◆ What is asked
Rewrite the lines below as a numbered list, skipping any blank lines and leaving out the pictures.

[begin Listing]

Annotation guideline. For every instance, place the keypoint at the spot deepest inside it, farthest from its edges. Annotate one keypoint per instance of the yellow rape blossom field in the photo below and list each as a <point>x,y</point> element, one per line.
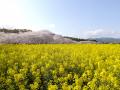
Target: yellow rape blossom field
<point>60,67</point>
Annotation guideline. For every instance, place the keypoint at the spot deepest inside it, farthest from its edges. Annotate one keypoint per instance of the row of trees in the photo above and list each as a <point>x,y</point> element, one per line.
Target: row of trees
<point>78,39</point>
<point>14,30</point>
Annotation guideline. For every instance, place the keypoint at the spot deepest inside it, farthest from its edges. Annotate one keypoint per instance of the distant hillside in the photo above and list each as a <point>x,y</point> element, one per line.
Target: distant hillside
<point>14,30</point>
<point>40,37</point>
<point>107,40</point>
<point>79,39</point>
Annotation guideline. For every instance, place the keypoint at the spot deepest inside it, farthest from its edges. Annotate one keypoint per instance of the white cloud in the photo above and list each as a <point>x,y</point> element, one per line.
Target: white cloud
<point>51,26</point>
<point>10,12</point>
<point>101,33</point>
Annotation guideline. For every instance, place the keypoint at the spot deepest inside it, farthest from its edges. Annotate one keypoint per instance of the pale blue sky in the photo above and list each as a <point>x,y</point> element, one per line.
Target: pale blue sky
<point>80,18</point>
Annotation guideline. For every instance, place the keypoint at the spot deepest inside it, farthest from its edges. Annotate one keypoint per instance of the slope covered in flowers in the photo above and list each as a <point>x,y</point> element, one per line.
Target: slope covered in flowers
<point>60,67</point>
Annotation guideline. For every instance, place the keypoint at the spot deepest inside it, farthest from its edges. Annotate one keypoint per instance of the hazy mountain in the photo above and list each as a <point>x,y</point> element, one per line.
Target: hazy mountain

[end Listing]

◆ Answer to the exercise
1. Annotation guideline. For every instance, place the keypoint at the spot deepest inside it, farthest from its edges. Annotate one keypoint per instance of the yellow rape blossom field in the photo below and list each as a <point>x,y</point> element, one per line.
2. Target: yellow rape blossom field
3. <point>60,67</point>
4. Annotation guideline. For every instance, place the keypoint at the spot deepest inside it, farthest from its edges. Annotate one keypoint per instance of the row of trees in the photo above and list each as a <point>x,y</point> element, one per line.
5. Target: row of trees
6. <point>78,39</point>
7. <point>14,30</point>
8. Annotation guideline. For every instance, place the keypoint at the spot deepest inside it, farthest from its edges. Annotate one keypoint per instance of the distant hillside in the photo above and list each as a <point>x,y</point> element, one per line.
9. Target: distant hillside
10. <point>14,30</point>
11. <point>40,37</point>
12. <point>107,40</point>
13. <point>79,39</point>
14. Annotation guideline. For every instance, place the keypoint at the spot deepest inside it, farthest from its edges. Annotate one keypoint per instance of the white cloud in the photo above and list each as a <point>x,y</point> element, one per line.
15. Target: white cloud
16. <point>51,26</point>
17. <point>10,12</point>
18. <point>101,33</point>
19. Annotation guideline. For every instance, place the keypoint at the spot deepest inside it, farthest from its edges. Annotate one keypoint per instance of the pale blue sky in the photo above and list each as a <point>x,y</point> element, one per line.
20. Target: pale blue sky
21. <point>80,18</point>
22. Annotation guideline. For every instance, place the keypoint at the spot deepest inside it, farthest from its edges. Annotate one keypoint per instance of the slope covered in flowers in the photo above and list each as a <point>x,y</point> element, one per line.
23. Target: slope covered in flowers
24. <point>60,67</point>
25. Annotation guideline. For every instance, place the keypoint at the spot deepest inside it, farthest from its edges. Annotate one keypoint per instance of the hazy mountain in the photo above and list each as a <point>x,y</point> element, one per line.
26. Target: hazy mountain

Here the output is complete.